#### Document segment

There's probably no point running this with other workers ngl
This is due to exceeding the L3 cache. 128MB on dark worker
Along with history tables and such has to fit in the L3 with the net
Just 1 cache miss is bad because then you have a latency spike in the eval. 2 cache misses isn't that much slower than 1
doesn't really matter, we know/have good reason to believe that L3 influences the speedup, and that's awesome
Maybe, I dont really know, lets see how cjs attempt goes
that thing doesn't include your change btw
I managed to get it in branchless but it inflated table size
will try again maybe
@rocky vigil so now QA=255 is fine what's the blocker on the i8 threats. Since no x2 trick is needed

Cool
tmrw i will attempt to get started on this
also for then
And is anyone on the speedup side of things looking into lazy threats
I'll ask in advance @naive comet where is weight clipping on the trainer side located
I might but I think it is likely I get nowhere with it lol
What's the approx speedup percent for that
So I can see what's the expected result if it is working lol
threat tracking seems ~5% but you would need to know how much lazy tracking would save
over normal
Oh. I guess it will be within error bars with speedup tool which makes things harder
I have no clue
maybe ask sopel
maybe i can try smth in plenty today or tomorrow
tcec has 256 MB L3 per CPU so should def be a big speedup
fingers crossed
Was this "fuse transformer" patch merged in the Threat Inputs branch, whatever it is?

########
#### Source data

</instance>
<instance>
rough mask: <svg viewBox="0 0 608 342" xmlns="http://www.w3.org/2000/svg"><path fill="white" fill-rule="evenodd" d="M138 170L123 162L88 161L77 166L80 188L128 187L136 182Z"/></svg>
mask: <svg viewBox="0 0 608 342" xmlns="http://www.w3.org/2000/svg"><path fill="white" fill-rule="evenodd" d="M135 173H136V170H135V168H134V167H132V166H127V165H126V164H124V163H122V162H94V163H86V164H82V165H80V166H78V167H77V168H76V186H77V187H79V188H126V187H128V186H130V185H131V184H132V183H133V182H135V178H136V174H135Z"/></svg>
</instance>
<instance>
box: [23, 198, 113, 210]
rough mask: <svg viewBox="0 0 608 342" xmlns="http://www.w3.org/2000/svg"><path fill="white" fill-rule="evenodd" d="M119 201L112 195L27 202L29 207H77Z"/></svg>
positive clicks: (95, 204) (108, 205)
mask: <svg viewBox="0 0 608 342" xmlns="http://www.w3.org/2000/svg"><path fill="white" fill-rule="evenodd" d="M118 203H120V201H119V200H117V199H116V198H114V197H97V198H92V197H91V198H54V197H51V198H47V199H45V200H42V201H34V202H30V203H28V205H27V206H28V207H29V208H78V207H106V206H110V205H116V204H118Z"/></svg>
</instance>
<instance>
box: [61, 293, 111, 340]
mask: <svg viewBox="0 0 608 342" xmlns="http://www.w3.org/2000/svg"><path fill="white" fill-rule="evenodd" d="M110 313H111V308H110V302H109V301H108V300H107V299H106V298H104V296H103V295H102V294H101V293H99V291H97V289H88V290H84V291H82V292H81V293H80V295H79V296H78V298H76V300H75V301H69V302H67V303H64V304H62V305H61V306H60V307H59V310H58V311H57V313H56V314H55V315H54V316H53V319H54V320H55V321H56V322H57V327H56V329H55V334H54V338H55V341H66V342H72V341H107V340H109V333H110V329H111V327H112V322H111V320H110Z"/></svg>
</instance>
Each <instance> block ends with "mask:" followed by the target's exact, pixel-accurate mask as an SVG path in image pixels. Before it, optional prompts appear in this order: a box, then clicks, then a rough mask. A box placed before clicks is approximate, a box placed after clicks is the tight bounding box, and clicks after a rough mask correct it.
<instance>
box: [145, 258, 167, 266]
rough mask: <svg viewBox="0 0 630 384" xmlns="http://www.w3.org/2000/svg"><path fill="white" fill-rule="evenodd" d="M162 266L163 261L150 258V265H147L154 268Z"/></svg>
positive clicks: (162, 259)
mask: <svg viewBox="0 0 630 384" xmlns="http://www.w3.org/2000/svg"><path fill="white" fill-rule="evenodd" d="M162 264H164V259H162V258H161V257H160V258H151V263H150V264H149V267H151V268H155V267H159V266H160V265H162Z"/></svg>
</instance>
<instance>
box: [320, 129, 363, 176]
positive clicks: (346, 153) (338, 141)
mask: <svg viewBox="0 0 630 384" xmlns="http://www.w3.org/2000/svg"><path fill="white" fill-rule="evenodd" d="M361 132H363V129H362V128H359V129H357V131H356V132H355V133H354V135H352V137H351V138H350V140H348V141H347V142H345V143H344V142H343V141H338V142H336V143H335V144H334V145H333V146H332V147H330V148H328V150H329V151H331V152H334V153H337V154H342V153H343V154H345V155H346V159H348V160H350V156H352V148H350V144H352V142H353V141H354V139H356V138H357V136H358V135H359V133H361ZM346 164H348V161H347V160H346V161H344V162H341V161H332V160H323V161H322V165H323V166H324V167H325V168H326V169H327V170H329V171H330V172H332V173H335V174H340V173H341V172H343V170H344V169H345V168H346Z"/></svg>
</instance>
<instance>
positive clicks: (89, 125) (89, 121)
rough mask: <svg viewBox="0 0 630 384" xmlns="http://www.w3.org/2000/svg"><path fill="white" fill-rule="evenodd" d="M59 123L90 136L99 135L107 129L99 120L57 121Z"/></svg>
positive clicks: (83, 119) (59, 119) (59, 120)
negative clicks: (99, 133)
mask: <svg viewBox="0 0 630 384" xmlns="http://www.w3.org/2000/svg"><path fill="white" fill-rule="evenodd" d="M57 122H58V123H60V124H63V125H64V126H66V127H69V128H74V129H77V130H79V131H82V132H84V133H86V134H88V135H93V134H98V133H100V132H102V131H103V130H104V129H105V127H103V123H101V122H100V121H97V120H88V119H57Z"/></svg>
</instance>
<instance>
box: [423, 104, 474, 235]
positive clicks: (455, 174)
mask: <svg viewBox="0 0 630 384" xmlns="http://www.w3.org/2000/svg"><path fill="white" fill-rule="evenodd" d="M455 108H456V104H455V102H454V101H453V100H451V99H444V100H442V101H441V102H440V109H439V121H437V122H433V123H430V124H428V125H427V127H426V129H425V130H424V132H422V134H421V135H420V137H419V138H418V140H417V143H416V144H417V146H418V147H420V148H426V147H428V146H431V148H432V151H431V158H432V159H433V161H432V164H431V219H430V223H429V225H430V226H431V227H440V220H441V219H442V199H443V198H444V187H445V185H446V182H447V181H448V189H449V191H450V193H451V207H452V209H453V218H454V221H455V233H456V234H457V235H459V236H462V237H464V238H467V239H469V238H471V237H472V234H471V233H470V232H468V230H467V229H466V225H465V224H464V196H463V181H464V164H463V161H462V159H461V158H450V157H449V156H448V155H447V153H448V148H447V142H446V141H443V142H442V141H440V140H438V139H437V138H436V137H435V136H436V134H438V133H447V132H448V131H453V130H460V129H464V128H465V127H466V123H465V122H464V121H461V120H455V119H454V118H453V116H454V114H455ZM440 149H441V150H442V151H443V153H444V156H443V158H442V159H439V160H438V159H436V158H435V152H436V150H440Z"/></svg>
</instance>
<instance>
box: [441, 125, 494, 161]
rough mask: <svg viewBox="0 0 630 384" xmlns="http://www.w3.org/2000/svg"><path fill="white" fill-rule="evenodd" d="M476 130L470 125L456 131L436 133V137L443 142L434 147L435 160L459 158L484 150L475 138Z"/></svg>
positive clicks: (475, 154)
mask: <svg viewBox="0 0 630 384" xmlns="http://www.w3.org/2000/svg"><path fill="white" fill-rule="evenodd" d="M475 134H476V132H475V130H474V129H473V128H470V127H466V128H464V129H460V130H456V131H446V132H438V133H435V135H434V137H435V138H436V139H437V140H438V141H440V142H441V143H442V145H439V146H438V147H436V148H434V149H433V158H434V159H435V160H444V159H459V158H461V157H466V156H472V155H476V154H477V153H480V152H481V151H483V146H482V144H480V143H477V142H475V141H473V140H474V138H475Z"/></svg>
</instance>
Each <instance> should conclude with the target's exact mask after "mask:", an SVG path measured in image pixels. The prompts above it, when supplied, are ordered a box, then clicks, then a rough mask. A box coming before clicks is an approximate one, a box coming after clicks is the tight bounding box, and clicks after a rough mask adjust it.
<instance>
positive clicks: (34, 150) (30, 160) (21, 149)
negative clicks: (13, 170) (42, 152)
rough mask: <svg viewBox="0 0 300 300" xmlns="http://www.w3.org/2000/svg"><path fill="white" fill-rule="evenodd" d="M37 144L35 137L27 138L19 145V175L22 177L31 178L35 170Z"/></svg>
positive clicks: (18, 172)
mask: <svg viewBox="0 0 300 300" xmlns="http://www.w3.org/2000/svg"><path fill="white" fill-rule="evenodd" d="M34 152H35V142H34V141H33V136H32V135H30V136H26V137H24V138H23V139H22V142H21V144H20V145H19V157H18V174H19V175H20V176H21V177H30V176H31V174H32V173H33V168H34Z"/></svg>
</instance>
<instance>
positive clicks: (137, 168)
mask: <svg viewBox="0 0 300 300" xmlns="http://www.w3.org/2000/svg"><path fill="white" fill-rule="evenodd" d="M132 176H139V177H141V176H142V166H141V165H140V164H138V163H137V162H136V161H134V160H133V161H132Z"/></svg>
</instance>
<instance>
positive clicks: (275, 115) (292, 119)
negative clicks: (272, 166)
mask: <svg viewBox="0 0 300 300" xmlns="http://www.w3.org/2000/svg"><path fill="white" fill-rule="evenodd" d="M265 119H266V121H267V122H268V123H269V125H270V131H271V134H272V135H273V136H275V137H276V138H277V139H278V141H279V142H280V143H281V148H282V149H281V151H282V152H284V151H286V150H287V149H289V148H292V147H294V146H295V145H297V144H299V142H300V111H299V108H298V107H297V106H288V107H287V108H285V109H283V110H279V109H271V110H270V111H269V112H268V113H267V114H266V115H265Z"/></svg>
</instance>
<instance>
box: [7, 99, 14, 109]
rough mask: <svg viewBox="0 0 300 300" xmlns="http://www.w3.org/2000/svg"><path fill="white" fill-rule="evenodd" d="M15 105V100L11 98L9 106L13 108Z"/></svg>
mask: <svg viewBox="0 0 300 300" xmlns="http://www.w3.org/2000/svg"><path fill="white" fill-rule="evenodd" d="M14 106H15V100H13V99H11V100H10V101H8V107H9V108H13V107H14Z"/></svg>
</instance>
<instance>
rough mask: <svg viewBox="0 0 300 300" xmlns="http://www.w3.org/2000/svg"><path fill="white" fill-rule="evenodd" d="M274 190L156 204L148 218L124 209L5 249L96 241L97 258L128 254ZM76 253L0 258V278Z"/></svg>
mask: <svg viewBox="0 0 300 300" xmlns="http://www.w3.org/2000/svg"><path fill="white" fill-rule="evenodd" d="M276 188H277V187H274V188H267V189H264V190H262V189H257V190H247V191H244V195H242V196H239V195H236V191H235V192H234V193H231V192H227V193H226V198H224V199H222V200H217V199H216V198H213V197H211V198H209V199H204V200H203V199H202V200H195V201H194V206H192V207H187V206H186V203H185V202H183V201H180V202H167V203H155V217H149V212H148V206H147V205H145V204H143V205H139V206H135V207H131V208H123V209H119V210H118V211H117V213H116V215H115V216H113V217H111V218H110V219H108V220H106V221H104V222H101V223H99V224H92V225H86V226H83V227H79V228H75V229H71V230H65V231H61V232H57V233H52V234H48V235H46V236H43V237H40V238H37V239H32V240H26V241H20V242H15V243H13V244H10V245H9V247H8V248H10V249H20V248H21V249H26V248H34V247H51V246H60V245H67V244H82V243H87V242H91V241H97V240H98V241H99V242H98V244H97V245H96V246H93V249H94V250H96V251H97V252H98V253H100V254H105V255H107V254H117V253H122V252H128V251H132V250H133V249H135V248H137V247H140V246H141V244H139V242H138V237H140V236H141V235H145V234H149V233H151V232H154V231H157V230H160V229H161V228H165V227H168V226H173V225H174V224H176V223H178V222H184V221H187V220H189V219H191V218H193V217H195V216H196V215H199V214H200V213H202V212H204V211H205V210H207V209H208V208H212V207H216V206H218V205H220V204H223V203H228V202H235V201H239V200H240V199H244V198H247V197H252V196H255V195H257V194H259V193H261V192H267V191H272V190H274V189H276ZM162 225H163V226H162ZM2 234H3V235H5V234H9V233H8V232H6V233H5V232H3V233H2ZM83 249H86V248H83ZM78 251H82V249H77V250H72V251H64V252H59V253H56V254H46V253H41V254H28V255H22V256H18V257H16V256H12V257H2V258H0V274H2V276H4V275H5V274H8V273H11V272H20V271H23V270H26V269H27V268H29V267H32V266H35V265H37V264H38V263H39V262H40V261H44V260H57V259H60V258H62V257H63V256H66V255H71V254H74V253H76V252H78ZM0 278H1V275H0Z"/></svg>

########

Apply what you read –
- A) From the chat thread about L3 cache and threat inputs, answer each:
(i) How much L3 cache does the dark worker have?
(ii) Roughly what speedup does threat tracking seem to give?
(iii) How much L3 does tcec have per CPU?
- B) Carry on the chat thread about L3 cache and threat inputs for a few more messages from where it stops.

Activity answers –
- A)
(i) 128MB
(ii) About 5%
(iii) 256 MB

- B)
https://tests.stockfishchess.org/tests/view/690008ee637acd2a11e73441

Potench
The problem is it requires the final add/sub to be computed at the same time as transformed features
Fwiw I don’t think it’s a good patch bc it breaks encapsulation of the layers
and I’m not planning on trying to get it cleaned up or PRed any time soon
+2 ELO stc still pretty good
btw i still think trying to replace https://github.com/xu-shawn/Stockfish/blob/threat_inputs/src/nnue/features/full_threats.cpp#L71 with a lookup is worth a shot
Oh yes
Should be easy... replace the "map" with a table 4x the size. You can get rid of the logic of determining whether or not it's an enemy and so on.
Then, maybe you could like replace the index calculatio with simpler, less precise arithmetic. Pad unused slots. It would take a bit more memory but as long as they don't get inside the cache, should be fine.
I tried even a 2x size table and it tanks a ton
i think the first course of action is to shrink the perspective thing (same patch as ces32 (I might be misremembering his name) but without removing templates)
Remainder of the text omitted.